Task directions »
Reproduce the material below verbatim, starting at the line that contains "# Outline the region of every instance of the white" and ending after the line that contains "MULTIPOLYGON (((111 113, 112". Copy only those lines, with both end lines included.

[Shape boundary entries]
-- BEGIN --
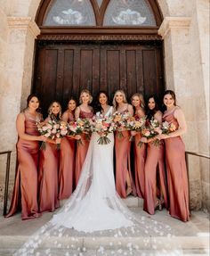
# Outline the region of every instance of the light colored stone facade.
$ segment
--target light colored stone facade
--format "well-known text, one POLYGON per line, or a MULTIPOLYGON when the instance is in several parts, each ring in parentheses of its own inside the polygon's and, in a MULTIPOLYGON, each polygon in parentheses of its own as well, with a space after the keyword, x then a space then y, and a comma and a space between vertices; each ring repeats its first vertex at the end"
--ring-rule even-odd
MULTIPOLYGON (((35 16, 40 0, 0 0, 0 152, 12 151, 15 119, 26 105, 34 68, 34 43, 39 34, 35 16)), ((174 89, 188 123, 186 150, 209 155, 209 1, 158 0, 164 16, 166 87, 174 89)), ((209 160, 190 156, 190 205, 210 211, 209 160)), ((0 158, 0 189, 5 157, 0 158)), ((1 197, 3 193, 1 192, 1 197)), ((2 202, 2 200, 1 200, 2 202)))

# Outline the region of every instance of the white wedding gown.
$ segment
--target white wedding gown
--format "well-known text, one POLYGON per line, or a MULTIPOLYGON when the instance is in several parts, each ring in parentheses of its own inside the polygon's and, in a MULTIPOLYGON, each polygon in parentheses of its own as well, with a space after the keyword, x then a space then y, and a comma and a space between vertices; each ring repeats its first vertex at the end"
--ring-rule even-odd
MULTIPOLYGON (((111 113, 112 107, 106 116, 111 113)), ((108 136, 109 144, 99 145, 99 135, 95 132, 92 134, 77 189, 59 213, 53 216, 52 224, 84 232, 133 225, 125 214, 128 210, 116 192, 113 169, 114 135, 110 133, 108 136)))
-- END --
-- BEGIN --
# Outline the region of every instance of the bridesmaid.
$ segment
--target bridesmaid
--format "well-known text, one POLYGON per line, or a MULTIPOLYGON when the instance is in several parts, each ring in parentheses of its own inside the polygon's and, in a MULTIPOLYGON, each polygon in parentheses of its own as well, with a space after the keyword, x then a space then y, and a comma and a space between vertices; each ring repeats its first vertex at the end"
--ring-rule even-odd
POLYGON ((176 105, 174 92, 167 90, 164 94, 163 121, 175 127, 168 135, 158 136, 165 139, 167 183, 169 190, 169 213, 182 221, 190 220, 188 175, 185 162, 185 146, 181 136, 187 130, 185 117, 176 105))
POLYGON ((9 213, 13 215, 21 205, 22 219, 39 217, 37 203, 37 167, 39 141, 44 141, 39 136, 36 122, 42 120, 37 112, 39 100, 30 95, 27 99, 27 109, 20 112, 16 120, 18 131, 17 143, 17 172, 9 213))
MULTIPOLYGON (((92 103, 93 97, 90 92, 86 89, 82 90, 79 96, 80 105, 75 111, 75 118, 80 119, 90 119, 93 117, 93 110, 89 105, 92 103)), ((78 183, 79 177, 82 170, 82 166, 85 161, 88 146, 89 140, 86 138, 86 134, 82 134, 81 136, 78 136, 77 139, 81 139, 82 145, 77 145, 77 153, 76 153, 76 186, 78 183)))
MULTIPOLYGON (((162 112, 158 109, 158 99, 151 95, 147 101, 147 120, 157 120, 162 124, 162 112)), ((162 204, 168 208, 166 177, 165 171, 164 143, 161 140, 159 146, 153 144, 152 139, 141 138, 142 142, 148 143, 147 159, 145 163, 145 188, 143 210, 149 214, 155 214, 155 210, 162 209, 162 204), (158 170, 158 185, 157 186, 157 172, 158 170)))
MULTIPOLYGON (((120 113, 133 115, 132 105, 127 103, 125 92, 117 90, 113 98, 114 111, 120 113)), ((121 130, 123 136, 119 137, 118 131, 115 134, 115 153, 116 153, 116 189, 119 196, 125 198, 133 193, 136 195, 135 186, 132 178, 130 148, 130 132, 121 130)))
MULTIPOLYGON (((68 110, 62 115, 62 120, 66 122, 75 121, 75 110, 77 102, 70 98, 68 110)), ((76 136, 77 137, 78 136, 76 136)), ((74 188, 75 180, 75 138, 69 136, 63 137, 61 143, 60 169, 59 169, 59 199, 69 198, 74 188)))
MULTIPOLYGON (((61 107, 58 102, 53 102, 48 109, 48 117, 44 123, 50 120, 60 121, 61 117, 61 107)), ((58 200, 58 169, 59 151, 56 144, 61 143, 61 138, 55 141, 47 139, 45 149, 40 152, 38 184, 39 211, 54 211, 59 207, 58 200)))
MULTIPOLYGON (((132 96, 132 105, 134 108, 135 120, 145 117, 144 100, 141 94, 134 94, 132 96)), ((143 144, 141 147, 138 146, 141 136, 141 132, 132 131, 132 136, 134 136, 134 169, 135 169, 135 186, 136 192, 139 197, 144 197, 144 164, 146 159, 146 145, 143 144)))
-- END --
Solution »
# Outline the region of every instance of the white wedding gown.
$ segment
--target white wedding gown
--format "well-known text, one POLYGON per line, or a MULTIPOLYGON when the instance is in several parts, each ring in parentheses of its own inside the polygon's and, in a MULTIPOLYGON, each polygon in parentheses of its own as well, with a space after the keyword, x then a space then y, and a comma and a space between vertices; each ring repeats its first vertex at the end"
--ring-rule even-odd
MULTIPOLYGON (((111 113, 112 107, 106 116, 111 113)), ((108 136, 109 144, 99 145, 99 135, 95 132, 92 134, 77 189, 59 213, 53 216, 52 224, 84 232, 133 225, 125 214, 128 210, 116 192, 113 169, 114 135, 110 133, 108 136)))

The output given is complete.